[Source data]
•••

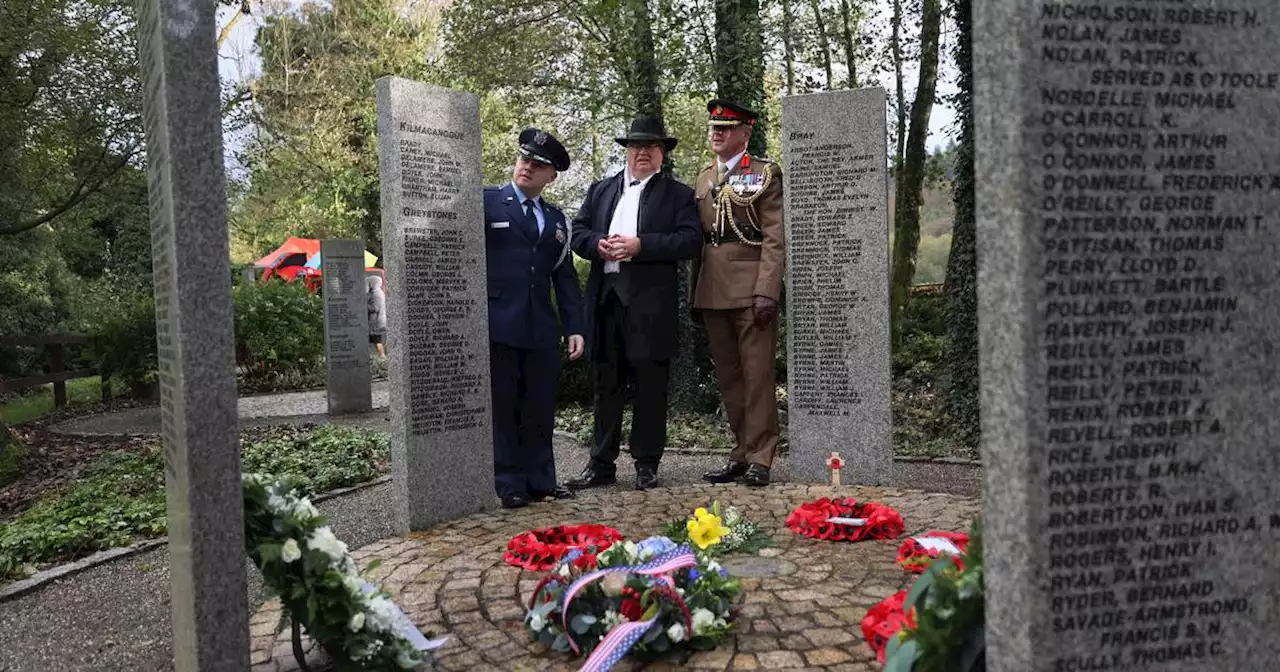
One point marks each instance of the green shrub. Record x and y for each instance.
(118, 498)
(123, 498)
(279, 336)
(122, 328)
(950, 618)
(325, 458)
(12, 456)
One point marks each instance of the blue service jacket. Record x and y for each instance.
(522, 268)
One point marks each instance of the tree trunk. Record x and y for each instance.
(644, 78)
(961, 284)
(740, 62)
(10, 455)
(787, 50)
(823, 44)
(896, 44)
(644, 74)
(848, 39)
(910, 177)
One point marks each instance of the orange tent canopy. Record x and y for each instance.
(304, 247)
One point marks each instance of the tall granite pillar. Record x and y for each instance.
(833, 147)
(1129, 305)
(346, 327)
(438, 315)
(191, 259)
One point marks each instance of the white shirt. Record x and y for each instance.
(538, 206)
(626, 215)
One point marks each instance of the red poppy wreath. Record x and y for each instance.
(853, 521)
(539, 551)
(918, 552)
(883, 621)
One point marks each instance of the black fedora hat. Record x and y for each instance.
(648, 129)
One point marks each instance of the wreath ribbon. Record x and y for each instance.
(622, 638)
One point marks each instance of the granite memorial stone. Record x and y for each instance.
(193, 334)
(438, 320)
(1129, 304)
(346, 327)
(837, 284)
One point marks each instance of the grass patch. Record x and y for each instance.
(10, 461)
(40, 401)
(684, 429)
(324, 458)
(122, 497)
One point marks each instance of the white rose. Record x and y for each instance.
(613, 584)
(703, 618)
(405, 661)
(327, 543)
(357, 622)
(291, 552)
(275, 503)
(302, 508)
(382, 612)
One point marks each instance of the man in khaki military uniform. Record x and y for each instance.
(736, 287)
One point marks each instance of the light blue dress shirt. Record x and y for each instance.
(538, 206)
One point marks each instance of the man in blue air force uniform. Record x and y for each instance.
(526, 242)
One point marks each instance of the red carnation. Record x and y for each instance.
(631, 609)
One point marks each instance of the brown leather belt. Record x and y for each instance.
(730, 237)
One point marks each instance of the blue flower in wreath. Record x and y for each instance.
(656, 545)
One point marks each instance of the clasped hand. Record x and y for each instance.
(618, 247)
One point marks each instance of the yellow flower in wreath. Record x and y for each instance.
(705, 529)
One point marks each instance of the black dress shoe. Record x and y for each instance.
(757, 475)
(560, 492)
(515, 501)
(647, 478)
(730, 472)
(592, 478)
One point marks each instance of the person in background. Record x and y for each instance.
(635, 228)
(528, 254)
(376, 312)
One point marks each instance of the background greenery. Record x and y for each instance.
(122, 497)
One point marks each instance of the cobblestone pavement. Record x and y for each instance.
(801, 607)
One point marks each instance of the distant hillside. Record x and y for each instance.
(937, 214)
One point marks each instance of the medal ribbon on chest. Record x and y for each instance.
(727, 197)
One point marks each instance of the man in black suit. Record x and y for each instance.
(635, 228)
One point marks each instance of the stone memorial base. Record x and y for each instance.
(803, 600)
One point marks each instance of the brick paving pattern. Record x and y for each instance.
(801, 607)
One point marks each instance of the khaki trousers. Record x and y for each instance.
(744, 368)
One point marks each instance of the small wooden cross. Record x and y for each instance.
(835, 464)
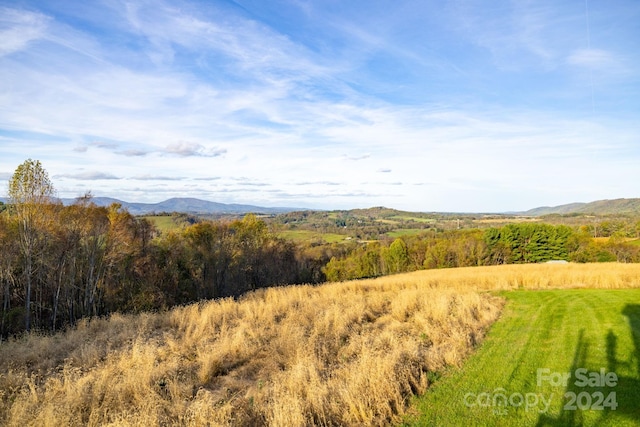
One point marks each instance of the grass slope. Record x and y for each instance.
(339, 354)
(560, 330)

•••

Without the pictures, restate all the entries above exactly.

:: Output below ::
One point marks each instance of the green shrub. Record x and y for each instance.
(118, 498)
(123, 498)
(279, 336)
(122, 328)
(950, 618)
(325, 458)
(12, 456)
One point marks each instance of the blue service jacket. Record x and y for each instance.
(522, 268)
One point marks each instance of the tree trunk. Record x and y for each instance.
(644, 78)
(961, 284)
(740, 62)
(10, 455)
(787, 50)
(823, 44)
(896, 44)
(644, 74)
(848, 39)
(910, 177)
One point marks each instance of the orange tent canopy. Record x and y for each instance.
(304, 247)
One point marks each instance of the tall granite pillar. Record x and y for each instance.
(833, 147)
(1129, 305)
(346, 327)
(438, 315)
(191, 259)
One point marks each instance of the white shirt. Record x and y for each instance.
(538, 206)
(626, 215)
One point marks each instance of the red poppy wreath. Record x and y for each instance.
(853, 521)
(539, 551)
(918, 552)
(883, 621)
One point marks each instance of the black fedora hat. Record x and y for each instance.
(648, 129)
One point marks each instance of the wreath ribbon. Record x and y for each instance.
(622, 638)
One point marks each instance of the granite memorial stone. Record x and y for each instance.
(193, 334)
(438, 320)
(1129, 304)
(346, 327)
(837, 284)
One point marks each instance of the grass patch. Record x and y for each instance.
(10, 461)
(40, 401)
(684, 429)
(324, 458)
(122, 497)
One point marks each instance of the white rose. Record x and y for each instance.
(613, 584)
(703, 618)
(405, 661)
(327, 543)
(357, 622)
(291, 552)
(275, 503)
(302, 508)
(382, 612)
One point marks each instance of the man in khaki military uniform. Record x and y for each instance.
(736, 287)
One point marks each instance of the light blue dress shirt. Record x and y for each instance.
(538, 206)
One point marks each instance of the man in blue air force uniform. Record x and y for each instance.
(526, 242)
One point marks each instance of the red carnation. Record x and y for each instance.
(631, 609)
One point marks each instance of the brown leather belt. Record x and y for each instance.
(730, 237)
One point marks each instance of the blue flower in wreath. Record x and y for each instance.
(656, 545)
One point marks each instance of the clasped hand. Record x and y for each instance.
(618, 247)
One point marks each instance of the yellow flower in wreath. Record x and y for each instance.
(705, 529)
One point marks each instance of the black dress shoe. Record x and y for each instance.
(757, 475)
(560, 492)
(515, 501)
(647, 478)
(730, 472)
(592, 478)
One point marks each instance of the person in background. Record x and y for each instance.
(635, 228)
(528, 254)
(376, 312)
One point marks each instance of the background greenery. Record x and y for each instance.
(122, 497)
One point marks each instance of the cobblestone pavement. Record x and y for each instance.
(801, 607)
One point marks each instance of the distant hillside. Record x and y for each instance.
(937, 214)
One point marks each instance of the medal ribbon on chest. Record x and y for each instance.
(727, 197)
One point marks each instance of the man in black suit. Record x and y for each instance.
(635, 228)
One point marks each instance of the stone memorial base. Record x and y for each instance.
(803, 600)
One point marks each instance of the brick paving pattern. Record x and y for each instance.
(801, 607)
One point marks each instance of the khaki trousers. Record x and y for each instance.
(744, 368)
One point marks each instance of the small wooden cross. Record x and y for each instance.
(835, 464)
One point marks each instance of the grass slope. Record x and y for each instance.
(339, 354)
(560, 330)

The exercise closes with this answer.